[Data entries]
****************

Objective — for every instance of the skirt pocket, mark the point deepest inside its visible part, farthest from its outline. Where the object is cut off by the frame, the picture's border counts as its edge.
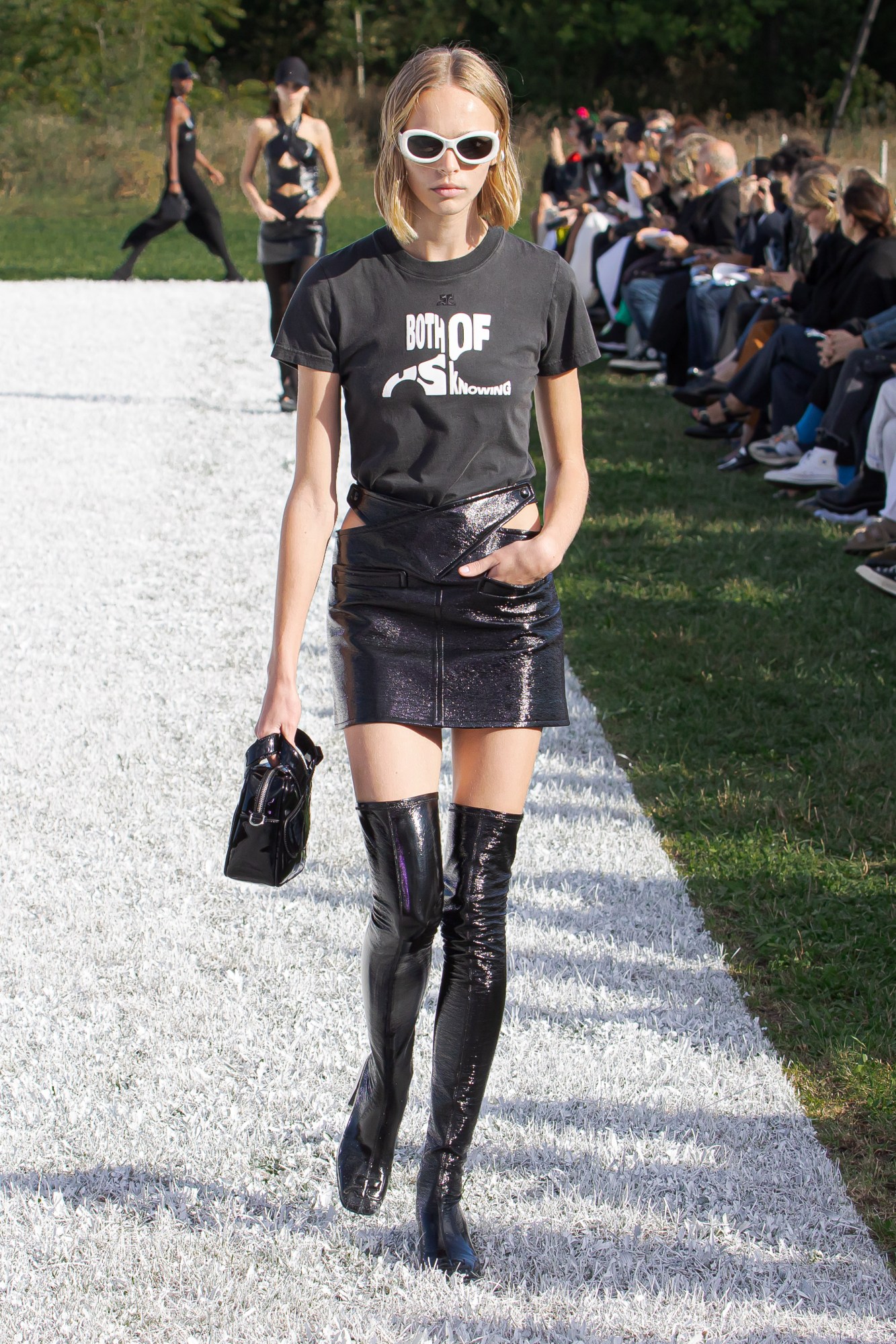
(368, 577)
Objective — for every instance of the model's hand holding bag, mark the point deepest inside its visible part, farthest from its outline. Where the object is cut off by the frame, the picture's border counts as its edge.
(269, 834)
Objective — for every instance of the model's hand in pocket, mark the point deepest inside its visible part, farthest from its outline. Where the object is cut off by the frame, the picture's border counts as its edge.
(281, 711)
(518, 563)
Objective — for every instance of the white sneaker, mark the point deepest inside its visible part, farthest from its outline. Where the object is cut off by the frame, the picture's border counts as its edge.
(782, 449)
(817, 467)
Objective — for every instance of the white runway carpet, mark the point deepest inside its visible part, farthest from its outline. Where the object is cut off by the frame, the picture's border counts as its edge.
(176, 1052)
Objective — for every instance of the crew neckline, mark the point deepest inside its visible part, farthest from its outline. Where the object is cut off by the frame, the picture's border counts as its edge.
(390, 247)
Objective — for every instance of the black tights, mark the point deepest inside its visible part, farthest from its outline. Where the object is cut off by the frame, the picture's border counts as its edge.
(281, 280)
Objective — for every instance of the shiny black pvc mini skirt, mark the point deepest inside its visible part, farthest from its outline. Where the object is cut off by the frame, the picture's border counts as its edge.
(414, 641)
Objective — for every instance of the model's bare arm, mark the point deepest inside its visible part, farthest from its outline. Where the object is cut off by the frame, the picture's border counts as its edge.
(308, 522)
(173, 118)
(558, 407)
(317, 204)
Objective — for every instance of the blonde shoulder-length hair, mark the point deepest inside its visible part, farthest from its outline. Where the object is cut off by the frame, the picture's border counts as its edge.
(501, 194)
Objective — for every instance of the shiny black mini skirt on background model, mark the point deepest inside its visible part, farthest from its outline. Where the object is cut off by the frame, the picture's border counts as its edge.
(413, 641)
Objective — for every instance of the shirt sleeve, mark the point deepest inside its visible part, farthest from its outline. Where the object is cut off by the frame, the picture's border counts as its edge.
(569, 339)
(309, 331)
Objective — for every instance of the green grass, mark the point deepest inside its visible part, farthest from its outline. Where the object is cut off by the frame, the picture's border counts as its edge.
(40, 241)
(747, 676)
(739, 667)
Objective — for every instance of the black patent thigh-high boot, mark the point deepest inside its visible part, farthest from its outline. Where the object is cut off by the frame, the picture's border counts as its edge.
(405, 853)
(468, 1025)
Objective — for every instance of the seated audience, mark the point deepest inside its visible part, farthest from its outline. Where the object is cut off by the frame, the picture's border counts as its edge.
(858, 284)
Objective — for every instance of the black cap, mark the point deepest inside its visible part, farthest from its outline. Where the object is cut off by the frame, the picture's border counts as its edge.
(293, 70)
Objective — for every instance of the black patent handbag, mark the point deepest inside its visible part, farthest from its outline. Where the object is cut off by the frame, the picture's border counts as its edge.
(269, 834)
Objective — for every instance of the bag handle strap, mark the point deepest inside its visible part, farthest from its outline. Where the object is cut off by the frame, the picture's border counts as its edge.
(276, 745)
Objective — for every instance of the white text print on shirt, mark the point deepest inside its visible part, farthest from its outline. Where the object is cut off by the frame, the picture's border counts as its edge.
(437, 375)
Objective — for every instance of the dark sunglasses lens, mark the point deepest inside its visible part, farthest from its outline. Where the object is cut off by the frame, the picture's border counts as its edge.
(425, 147)
(475, 148)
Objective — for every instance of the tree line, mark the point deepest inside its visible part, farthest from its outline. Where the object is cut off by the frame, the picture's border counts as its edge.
(86, 55)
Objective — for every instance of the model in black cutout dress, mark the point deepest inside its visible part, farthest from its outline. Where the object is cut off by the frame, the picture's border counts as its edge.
(186, 198)
(293, 229)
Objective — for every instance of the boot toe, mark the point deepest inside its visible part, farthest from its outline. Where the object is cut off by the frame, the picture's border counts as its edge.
(362, 1178)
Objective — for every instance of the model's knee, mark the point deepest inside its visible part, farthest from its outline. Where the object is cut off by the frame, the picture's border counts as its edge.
(405, 853)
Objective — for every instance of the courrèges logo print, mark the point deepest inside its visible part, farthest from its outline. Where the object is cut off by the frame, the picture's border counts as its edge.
(437, 375)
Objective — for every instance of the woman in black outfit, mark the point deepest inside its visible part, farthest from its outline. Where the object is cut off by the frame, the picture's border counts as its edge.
(186, 196)
(442, 613)
(293, 230)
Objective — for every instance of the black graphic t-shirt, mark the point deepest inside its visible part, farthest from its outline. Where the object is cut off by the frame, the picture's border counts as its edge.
(438, 360)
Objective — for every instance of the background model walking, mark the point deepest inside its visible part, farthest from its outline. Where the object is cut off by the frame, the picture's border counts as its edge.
(293, 230)
(186, 198)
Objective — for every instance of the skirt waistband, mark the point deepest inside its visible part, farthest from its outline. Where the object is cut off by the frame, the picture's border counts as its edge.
(430, 542)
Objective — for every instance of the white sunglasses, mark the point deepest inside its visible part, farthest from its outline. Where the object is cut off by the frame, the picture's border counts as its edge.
(425, 147)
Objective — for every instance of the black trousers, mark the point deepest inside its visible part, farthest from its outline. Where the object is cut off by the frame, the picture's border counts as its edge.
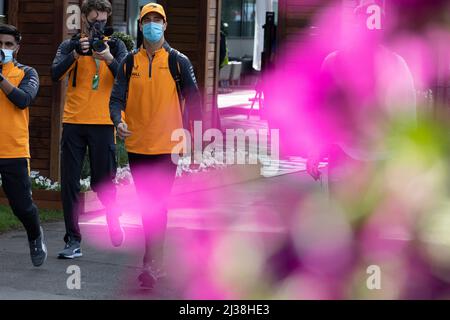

****************

Leave out the pictures, then give all the records again exactly.

Objective — for every instance of the skirt pocket, mark the point deepest inside its visible part, farthest from its outline. Where the object is cut off by the frame, the picture's border counts as its edge.
(368, 577)
Objective — for every instance of the model's hand holding bag, mark the point deepest inside its visible part, farthest from its outline. Where the object is cut off by the frame, the picture's border counts as its edge.
(269, 834)
Objective — for every instance of the model's hand in pocket, mark the point deepest inside its visible part, farthest from its outline. Where the object is cut off by the frame, the picture's border counts as its edge.
(281, 711)
(518, 563)
Objective — for every instance of the white sneaker, mark the point deepest inside its visible part, farthest from its outline. Where the object is cut off by the frame, the picture's border counts as its edge.
(782, 449)
(817, 467)
Objective — for every instance of the white runway carpet, mark the point deepest inside its visible part, farthest from its outline. Where the object is cut off by the frame, the picture's border counts as its edge.
(176, 1052)
Objective — for every instance of the crew neckline, mark the point deepest inside its visible part, farthest from its outline. Where the object is cut off by the frame, the picture's border counts as its edge.
(390, 247)
Objective — for every instance of the black tights, mark the point deepest inside its visible part, farthest from its outline. Where the object is cut off by the frame, the picture's border counts as its edge.
(281, 280)
Objective — for every instance of the shiny black pvc mini skirt, mark the point deepest inside its visible part, farthest from its outline. Where the object is cut off by the frame, the picture's border counts as its edge.
(414, 641)
Objective — for every instance of the model's bare arm, mark the point deepest inside its visible part, farthest from its outline. Where the object is cut off by the frame, the picture's border counts as its edge.
(308, 522)
(173, 118)
(558, 407)
(317, 204)
Objective — for every instance of the blonde shoulder-length hair, mark the point deepest inside its visible part, farthest from its outline. Where the object is cut off by the frame, the picture's border counts as its edge.
(501, 194)
Objective — for every instance of the shiny black mini skirt on background model, mark the point deepest inside its visible part, farthest from its outline. Where the object is cut off by the frame, the picture's border counts as its edge.
(413, 641)
Objective — for every instance of the shirt sleeve, mark the point deepest inside its visible part, farthest from its outline. Where the object is cut off by the frame, the picture's border counts as its edge.
(569, 339)
(309, 331)
Objective — for every instance of the green grass, mark the point deepest inside its visible part, farthest from its outline. Where the object is cut off by the frame, the picture's border counts as its edge.
(40, 241)
(747, 676)
(739, 667)
Objective — for every instance of the black patent thigh-high boot, mark the point deepest inside its visible part, farthest from its outline. Where the object is cut off by the frame, the picture's border counts as its edge.
(405, 853)
(468, 1025)
Objective — for every instance of the seated audience, mark the point deepest inside its visible part, farthest from its outline. Where the object is cut off by the frame, the picture's border counts as its edge.
(858, 284)
Objective — for every instance of the black cap, mark the point deepest inside its visible part, farthest from its outline. Where the object is cut off by the frame, the picture's border counts as its edge.
(293, 70)
Objective — for every instance of the black patent handbag, mark the point deepest inside its visible part, farthest from its outline. Where the object is cut off by the frame, the picture's border counts as its edge.
(269, 834)
Objective — for every instance of the bag handle strap, mark the point deepest inside its visible part, farthest from its outline. Where the object is cut off by the frame, the picture's border counts as its edge.
(276, 745)
Objective — for every instance of the white text print on shirt, mark the point deepest inside its visible part, farthest from its outline. Where the object is cut off by the frame, the picture's border counts as its edge.
(437, 375)
Objective — for every instance of the dark sunglasses lens, mark the point deepest inside its visible part, farthest from its outline. Where the object is cut off by the frame, the picture's border counts as its edge.
(425, 147)
(475, 148)
Objective — for every instance of the tree line, mark the point deepest inside its visible part, farthest from its outline. Where the object is cut off by the frame, the picture's border counts as its edge.
(86, 55)
Objective — for every instance of the model in black cutout dress, mark the point deepest inside its visible part, farthest from its outline. Where the object is cut off by the frame, the picture's border counts as its edge.
(186, 198)
(293, 229)
Objective — for every instance of the boot toe, mark the point deepest inside its visible part, farthest from its outline. Where the object is cut off by the frame, the picture's border counts as its edge.
(362, 1178)
Objective — for every instance of the model's knee, mark the point deepest inside its visible part, farthest from its outline. Where the object is cut off by the frame, the picture's border counts as its edge.
(405, 853)
Objective — for every instance of the courrèges logo print, mark the point deepest inside its visible part, farthest from its outline. Where the object is cut off by the frame, the picture's border counts as its edge.
(437, 375)
Objective — for every instance of the woman in black outfit, mark the point deepest inside its visible part, farthest from its outline. Where the object is cut off by the frame, the picture's border counts as its edge.
(186, 196)
(442, 613)
(293, 230)
Objective — for every instance of the black graphic t-shirt, mark the point deepest inside its visible part, farthest from its outline. Where the object is cut off by the frame, the picture's border counts as its edge.
(438, 360)
Objective — for every instance of the background model walking, mark the point deepest inside its visible part, farthest from its outline. Where the object is cut off by the frame, the picture's border counts as its edge.
(293, 230)
(186, 198)
Objective — for every instance of the skirt waistband, mark the point deepest inside its visible part, farthest from its outline. Where the object is cut off by the frame, the picture's border counts as its edge.
(430, 542)
Objective — for every instance of the white sunglasses, mark the point deepest inside its visible part, farthest from its outline. Where the object is cut off by the frame, the picture's border counts as its edge.
(425, 147)
Objective — for every instance of the black trousers, mark the point deepest inside its visible part, farthest from its outline. Where the object is cut off by the frame, the picture's border counts as its edge.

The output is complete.